* _Task description_
Repeat exactly what appears from the opening line of the listing to the line with "Give an outline", inclusive.

* _Information_
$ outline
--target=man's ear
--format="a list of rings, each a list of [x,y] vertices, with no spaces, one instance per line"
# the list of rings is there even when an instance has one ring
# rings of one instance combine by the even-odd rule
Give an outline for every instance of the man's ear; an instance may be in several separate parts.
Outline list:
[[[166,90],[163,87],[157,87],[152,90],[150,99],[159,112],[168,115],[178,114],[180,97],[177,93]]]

* _Response to this task_
$ outline
--target=man's ear
--format="a list of rings, each a list of [x,y] vertices, with no spaces, one instance per line"
# the list of rings is there even when an instance has one ring
# rings of one instance combine by the even-odd rule
Give an outline for every instance of the man's ear; an instance may be in several separate parts.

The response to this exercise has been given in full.